Text provided =>

*** Block opens ***

We have already concluded that, even without the intoxication evidence, the evidence is sufficient to support the manslaughter conviction. And the jury acquitted appellant on the intoxication manslaughter charge.
Because there is no reason to believe that the intoxication evidence, either in the form of medical records or testimony, influenced the jury's verdict or had more than a slight effect, we conclude appellant suffered no harm. See Casey v. State, 215 S.W.3d 870, 888 (Tex. Crim. App. 2007) (holding admission of prejudicial evidence harmless because jury acquitted one defendant and convicted appellant of lesser-included offense); Dusek v. State, 978 S.W.2d 129, 136 (Tex. App.—Austin 1998, pet ref'd) (error rendered harmless by acquittal verdict). We thus overrule appellant's second and third issues.
For all of the above reasons, we affirm the trial court's judgment Do Not Publish
TEX. R. APP. P. 47
141073F.U05
/Bill Whitehill/
BILL WHITEHILL
JUSTICE
JUDGMENT
On Appeal from the 422nd Judicial District Court, Kaufman County, Texas
Trial Court Cause No. 14-00353-422-F.
Opinion delivered by Justice Whitehill. Justices Lang and Evans participating.
Based on the Court's opinion of this date, the judgment of the trial court is AFFIRMED.

*** Block closes ***

Problem 1 => In one to three sentences, explain why the court opinion excerpt concludes that the appellant suffered no harm from the intoxication evidence.
Problem 2 => Using the court opinion excerpt, decide whether each statement agrees with it, answering yes or no and quoting the deciding words: (a) The jury convicted the appellant of intoxication manslaughter. (b) The appeal came from a district court in Kaufman County, Texas. (c) Justices Lang and Evans participated in the opinion.
The records that come next are from a separate source and are unrelated to the text.

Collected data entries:

*** Block opens ***

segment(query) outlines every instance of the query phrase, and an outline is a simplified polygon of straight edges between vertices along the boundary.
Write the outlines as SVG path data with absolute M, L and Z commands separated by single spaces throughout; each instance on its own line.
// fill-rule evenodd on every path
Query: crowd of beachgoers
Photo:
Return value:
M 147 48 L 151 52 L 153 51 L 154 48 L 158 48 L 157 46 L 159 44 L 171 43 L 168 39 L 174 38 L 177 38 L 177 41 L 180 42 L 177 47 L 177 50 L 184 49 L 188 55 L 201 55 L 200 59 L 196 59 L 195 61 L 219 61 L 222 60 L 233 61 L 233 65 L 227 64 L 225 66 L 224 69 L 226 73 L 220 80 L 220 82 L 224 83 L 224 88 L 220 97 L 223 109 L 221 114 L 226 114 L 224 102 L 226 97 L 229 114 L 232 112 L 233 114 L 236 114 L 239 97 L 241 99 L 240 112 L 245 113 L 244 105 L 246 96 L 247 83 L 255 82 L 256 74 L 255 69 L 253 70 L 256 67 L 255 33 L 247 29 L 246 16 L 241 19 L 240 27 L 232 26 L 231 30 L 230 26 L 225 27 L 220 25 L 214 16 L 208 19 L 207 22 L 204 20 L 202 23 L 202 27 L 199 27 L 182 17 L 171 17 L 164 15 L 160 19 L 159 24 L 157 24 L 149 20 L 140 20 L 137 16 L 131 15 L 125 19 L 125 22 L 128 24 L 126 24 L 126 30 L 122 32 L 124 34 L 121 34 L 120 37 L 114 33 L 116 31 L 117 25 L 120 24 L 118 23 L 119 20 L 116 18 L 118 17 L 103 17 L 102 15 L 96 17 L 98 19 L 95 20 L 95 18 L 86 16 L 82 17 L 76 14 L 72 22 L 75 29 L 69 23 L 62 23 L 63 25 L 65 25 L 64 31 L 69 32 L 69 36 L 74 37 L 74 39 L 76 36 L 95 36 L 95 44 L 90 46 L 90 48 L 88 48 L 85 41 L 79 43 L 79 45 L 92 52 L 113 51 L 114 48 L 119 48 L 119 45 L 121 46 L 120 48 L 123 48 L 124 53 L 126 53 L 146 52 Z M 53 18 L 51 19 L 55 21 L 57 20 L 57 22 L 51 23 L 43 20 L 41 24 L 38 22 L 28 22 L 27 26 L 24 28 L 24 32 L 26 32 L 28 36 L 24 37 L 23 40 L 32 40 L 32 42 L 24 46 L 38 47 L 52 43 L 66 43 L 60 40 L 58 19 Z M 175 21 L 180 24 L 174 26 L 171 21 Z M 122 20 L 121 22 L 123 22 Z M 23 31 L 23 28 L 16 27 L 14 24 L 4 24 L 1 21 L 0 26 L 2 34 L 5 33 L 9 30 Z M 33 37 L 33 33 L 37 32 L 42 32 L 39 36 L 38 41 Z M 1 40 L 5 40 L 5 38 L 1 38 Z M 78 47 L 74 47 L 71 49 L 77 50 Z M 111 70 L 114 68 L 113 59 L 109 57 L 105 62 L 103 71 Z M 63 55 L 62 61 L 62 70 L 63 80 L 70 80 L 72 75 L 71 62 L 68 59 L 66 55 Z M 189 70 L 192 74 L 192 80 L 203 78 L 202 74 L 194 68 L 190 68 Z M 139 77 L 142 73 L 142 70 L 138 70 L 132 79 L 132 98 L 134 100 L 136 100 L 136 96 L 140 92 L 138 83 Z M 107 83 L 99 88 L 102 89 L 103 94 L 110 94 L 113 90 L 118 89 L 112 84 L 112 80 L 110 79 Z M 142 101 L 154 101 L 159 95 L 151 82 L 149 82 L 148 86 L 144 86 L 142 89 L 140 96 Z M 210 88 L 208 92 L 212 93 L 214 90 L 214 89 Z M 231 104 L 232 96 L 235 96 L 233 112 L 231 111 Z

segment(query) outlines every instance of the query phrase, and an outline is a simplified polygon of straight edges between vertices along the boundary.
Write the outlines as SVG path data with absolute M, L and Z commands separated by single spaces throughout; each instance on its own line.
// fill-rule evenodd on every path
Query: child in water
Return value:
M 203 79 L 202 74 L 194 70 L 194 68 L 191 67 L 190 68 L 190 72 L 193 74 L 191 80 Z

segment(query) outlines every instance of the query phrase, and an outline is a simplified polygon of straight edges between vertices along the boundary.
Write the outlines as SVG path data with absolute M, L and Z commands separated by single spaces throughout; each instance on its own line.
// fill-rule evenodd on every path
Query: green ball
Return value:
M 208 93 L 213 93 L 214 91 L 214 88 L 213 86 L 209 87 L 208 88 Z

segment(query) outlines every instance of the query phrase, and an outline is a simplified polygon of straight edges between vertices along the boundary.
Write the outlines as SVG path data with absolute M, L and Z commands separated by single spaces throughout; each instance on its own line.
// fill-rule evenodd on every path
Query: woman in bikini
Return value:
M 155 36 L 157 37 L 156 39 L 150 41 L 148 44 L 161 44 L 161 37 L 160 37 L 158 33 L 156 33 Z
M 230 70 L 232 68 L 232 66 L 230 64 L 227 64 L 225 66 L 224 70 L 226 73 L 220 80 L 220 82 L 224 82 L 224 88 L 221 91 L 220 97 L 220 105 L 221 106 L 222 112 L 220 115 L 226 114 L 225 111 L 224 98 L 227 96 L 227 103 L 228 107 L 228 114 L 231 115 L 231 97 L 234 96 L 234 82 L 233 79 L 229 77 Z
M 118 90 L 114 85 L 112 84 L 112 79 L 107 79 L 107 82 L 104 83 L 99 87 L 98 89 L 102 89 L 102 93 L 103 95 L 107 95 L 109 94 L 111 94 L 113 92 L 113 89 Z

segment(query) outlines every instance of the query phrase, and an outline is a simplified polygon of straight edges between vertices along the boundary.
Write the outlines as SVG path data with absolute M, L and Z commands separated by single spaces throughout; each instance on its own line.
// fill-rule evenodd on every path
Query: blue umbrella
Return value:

*** Block closes ***

Exercise answer 1 => The court found no reason to believe that the intoxication evidence, in medical records or testimony, influenced the jury's verdict or had more than a slight effect. The evidence was sufficient to support the manslaughter conviction even without it, and the jury acquitted the appellant on the intoxication manslaughter charge.

Exercise answer 2 =>
(a) No: "the jury acquitted appellant on the intoxication manslaughter charge."
(b) Yes: "On Appeal from the 422nd Judicial District Court, Kaufman County, Texas"
(c) Yes: "Justices Lang and Evans participating."